§ **Record excerpts**

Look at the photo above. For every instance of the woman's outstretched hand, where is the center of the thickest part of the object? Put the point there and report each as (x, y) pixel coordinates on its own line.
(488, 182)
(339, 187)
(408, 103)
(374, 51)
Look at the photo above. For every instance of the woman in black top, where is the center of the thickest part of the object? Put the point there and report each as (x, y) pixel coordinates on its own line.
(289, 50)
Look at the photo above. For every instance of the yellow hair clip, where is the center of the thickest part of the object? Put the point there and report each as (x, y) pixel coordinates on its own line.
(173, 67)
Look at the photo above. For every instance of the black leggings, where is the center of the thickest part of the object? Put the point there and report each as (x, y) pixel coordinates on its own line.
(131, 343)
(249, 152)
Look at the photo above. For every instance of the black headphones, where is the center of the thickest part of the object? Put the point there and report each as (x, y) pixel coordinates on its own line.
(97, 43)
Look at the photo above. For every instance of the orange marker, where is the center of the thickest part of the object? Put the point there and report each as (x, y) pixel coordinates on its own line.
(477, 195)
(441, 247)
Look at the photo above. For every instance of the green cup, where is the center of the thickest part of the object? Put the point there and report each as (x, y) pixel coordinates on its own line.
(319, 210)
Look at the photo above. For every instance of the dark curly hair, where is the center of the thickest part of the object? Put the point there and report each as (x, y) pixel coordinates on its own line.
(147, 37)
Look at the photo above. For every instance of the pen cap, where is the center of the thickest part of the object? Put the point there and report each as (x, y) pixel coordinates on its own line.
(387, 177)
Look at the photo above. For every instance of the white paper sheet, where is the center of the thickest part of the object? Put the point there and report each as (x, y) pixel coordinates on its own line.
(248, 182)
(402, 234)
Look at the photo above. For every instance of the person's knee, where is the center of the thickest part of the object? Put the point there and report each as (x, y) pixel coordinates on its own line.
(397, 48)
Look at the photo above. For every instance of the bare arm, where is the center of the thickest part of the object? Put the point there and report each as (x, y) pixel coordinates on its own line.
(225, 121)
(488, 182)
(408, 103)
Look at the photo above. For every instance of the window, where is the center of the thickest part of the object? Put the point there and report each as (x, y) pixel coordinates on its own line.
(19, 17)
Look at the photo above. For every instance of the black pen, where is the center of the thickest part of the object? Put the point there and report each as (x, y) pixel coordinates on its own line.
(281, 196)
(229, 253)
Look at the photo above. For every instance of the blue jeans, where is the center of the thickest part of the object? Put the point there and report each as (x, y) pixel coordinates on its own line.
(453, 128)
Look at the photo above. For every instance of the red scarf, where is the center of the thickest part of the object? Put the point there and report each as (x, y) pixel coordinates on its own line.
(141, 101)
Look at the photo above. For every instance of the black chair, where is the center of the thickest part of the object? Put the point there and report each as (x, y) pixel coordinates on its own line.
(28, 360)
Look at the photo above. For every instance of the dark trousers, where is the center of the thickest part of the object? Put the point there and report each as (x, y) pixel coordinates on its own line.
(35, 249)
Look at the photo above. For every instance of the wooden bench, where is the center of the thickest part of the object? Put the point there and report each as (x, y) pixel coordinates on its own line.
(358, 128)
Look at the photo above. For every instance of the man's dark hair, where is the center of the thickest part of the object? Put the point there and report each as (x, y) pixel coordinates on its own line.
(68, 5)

§ **Aim**
Please copy out every line of the records from the line containing "Look at the photo above. For every instance of the person's" through the end of the records, both ends included, and scale each coordinate in the answers by 2.55, rounding to whole numbers with halves going up. Leave all other wording untouched and return only that part.

§ **Written answer**
Look at the photo above. For every instance of the person's knee, where is the center of the thickest part of the object? Put the point there and report each as (x, y) pixel coordinates on its own line.
(1012, 122)
Look at the photo above. For every instance of the bare arm, where is the center of the thickest part of the object? Put the point there and report each as (x, y) pixel coordinates on its own line.
(574, 309)
(1244, 464)
(1040, 263)
Look at the photo above. For every instance of the window, where is the center of the thickest part of the object? Put the point there and report each as (x, y) pixel coordinates on its own line.
(48, 43)
Look at the photo above. For every instance of the black pen, where is the center of the thickest part of the object? Put the point there and report each as (x, y) pixel coordinates on its own line.
(717, 500)
(584, 645)
Look at the photo above. For every instance of the blue jeans, where is the center of the thickest part of the object? Put the point there and report each as (x, y) pixel coordinates on its own line.
(1155, 326)
Look at the photo above. For every instance of the red scarf, where is the center of the thickest part of the object? Put the point there and report each as (x, y) pixel coordinates on its own line.
(360, 258)
Look at the photo above. For every instance of the black chair, where is the center of the thickest part of the object? Put the point there and report each as (x, y) pixel coordinates on its own line.
(71, 918)
Look at the photo above. For every instance of the dark trousers, where is the center of the thickest part of the object? Put the point there and report each as (x, y) pixel coordinates on its own line.
(89, 635)
Look at the photo above. For every instance of the wooden bench, where is the center of the thickest part of the object? Put the point there and report each as (x, y) pixel coordinates on its own line.
(913, 326)
Look at the photo above. For every instance of the man's dark hair, where is the center of the thickest part of the object? Put the point there and report each as (x, y) pixel coordinates on its own line.
(173, 13)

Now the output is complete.